* _Your assignment_: Find and copy each line in the material below where the string "helicopter" occurs.

* _Given entries_:
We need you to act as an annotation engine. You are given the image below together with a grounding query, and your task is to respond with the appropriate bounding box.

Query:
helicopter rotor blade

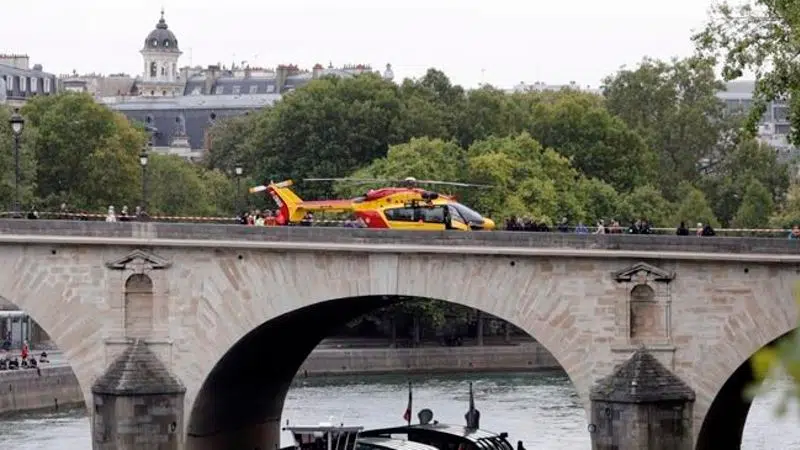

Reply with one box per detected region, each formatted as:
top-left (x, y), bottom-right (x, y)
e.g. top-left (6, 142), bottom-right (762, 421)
--
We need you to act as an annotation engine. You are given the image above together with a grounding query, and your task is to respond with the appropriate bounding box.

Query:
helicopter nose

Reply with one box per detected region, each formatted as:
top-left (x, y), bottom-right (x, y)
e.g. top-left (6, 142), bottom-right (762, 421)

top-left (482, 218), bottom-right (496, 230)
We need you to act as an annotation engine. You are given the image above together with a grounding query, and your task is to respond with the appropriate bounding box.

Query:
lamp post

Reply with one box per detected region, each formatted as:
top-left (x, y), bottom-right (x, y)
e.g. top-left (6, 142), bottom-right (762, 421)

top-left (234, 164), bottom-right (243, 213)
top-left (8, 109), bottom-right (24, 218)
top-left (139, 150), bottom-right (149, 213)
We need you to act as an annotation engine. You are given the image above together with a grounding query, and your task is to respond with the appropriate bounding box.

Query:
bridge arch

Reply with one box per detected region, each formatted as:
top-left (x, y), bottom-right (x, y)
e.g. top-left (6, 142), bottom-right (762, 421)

* _Worked solution_:
helicopter rotor blade
helicopter nose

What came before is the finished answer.